# Data provided
--- start ---

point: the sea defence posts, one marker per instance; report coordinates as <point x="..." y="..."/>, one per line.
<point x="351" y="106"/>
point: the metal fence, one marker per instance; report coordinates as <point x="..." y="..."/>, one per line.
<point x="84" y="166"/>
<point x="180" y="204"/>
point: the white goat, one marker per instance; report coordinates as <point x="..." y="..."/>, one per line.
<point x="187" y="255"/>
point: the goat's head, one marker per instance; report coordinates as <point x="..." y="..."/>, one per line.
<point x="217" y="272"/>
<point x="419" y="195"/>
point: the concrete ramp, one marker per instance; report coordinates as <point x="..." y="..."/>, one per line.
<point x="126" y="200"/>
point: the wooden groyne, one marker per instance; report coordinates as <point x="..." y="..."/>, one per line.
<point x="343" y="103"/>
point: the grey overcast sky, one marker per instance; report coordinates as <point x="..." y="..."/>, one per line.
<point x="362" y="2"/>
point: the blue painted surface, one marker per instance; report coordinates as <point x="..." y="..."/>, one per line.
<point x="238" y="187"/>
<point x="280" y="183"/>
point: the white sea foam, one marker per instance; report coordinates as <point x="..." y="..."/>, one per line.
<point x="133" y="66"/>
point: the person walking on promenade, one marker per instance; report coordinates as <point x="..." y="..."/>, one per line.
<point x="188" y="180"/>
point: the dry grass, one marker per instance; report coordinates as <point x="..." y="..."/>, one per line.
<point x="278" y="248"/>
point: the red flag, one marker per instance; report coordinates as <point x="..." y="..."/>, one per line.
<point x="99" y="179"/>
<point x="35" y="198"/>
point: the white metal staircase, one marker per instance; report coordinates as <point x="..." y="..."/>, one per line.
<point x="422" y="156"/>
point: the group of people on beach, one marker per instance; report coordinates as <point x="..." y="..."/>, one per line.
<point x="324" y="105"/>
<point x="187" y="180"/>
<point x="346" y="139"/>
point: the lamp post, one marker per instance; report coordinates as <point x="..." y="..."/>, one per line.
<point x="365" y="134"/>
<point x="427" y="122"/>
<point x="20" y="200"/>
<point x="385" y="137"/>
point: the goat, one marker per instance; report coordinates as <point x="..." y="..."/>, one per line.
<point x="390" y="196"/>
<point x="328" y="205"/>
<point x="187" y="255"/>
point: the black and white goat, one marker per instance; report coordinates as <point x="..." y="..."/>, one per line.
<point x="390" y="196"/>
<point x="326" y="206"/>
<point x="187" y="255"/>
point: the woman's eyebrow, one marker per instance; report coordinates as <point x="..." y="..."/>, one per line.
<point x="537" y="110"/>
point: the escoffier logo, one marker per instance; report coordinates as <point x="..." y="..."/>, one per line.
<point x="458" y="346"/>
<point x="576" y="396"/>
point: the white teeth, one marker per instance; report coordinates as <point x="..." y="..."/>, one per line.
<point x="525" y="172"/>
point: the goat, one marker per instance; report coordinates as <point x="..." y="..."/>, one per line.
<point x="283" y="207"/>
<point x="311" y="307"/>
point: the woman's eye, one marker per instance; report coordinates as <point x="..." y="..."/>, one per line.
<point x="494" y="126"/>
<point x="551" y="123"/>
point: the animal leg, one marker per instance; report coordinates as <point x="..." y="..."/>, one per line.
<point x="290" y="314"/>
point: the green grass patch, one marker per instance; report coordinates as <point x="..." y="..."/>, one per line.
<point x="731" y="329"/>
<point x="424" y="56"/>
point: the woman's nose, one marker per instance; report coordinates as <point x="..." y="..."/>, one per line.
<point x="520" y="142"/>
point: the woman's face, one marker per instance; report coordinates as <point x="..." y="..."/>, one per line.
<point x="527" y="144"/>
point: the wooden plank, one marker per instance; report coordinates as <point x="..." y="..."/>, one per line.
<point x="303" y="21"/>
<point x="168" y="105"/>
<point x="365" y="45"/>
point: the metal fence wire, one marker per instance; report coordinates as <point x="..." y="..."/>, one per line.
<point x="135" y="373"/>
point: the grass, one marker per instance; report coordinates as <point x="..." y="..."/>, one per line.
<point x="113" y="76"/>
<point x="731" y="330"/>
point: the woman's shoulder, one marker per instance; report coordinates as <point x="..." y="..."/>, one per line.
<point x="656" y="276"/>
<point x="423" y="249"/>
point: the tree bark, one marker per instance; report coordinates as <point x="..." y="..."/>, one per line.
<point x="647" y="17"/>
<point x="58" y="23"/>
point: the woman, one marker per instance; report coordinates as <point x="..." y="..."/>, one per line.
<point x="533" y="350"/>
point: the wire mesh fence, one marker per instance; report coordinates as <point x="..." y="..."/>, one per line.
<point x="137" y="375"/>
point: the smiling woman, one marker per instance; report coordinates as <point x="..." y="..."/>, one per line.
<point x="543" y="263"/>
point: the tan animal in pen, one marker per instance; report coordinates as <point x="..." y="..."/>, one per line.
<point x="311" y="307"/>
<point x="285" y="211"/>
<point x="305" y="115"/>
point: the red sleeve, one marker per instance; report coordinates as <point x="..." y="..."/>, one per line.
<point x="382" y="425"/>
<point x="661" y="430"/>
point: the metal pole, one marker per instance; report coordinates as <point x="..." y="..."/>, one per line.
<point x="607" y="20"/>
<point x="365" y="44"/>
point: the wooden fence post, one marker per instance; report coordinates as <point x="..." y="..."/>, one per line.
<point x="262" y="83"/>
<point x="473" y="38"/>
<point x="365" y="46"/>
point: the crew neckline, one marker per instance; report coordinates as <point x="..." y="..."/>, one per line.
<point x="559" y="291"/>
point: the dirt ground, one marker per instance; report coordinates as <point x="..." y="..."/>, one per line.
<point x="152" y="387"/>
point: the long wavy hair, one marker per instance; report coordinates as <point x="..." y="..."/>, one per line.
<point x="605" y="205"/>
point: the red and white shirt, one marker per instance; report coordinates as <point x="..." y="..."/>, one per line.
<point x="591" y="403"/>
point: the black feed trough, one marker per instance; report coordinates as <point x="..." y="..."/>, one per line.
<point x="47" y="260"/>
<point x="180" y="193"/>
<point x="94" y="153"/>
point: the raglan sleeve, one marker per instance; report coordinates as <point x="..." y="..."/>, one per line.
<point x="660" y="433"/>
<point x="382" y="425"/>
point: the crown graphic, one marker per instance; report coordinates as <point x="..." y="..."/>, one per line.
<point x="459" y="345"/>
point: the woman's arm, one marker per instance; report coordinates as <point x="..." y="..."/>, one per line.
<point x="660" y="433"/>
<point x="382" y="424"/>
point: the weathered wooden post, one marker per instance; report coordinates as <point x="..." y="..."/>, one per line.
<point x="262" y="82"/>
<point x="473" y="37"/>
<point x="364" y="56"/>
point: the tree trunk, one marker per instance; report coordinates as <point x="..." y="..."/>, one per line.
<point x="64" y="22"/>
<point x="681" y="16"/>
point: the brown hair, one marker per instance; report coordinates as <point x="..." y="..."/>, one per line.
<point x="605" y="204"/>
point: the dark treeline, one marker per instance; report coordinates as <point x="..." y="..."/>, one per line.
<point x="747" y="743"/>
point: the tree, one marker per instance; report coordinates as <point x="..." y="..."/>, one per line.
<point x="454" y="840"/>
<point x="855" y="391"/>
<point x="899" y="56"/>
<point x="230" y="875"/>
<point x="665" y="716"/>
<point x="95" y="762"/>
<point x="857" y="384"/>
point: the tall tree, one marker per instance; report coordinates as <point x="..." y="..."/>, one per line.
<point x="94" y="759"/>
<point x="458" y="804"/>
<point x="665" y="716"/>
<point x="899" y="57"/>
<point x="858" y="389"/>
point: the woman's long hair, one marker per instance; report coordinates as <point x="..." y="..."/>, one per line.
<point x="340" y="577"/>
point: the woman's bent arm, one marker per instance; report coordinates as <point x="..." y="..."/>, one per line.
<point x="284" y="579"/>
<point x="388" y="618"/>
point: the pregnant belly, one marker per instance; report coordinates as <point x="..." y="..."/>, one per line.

--- end ---

# Exercise details
Each line from the one containing "point: the dark" to the final line of the entries above must be returned exactly, and no other line may appear.

# Task response
point: the dark treeline, one marker per instance; report coordinates as <point x="..." y="..."/>, one per line.
<point x="747" y="743"/>
point: the tree, one marker per instance; report coordinates as <point x="..." y="..."/>, one per line.
<point x="454" y="840"/>
<point x="855" y="391"/>
<point x="899" y="56"/>
<point x="230" y="875"/>
<point x="665" y="716"/>
<point x="95" y="762"/>
<point x="857" y="384"/>
point: the tall tree, one marker per instance; report coordinates as <point x="..." y="..."/>, one per line.
<point x="94" y="759"/>
<point x="458" y="804"/>
<point x="665" y="716"/>
<point x="899" y="57"/>
<point x="858" y="389"/>
point: the woman's long hair, one marker per instance; report coordinates as <point x="..." y="..."/>, one per line.
<point x="340" y="577"/>
point: the woman's bent arm, one marker per instance; report coordinates as <point x="..." y="..."/>, one per line.
<point x="284" y="579"/>
<point x="388" y="618"/>
point: the pregnant belly, one marker per instance; report coordinates as <point x="..." y="..."/>, one per line.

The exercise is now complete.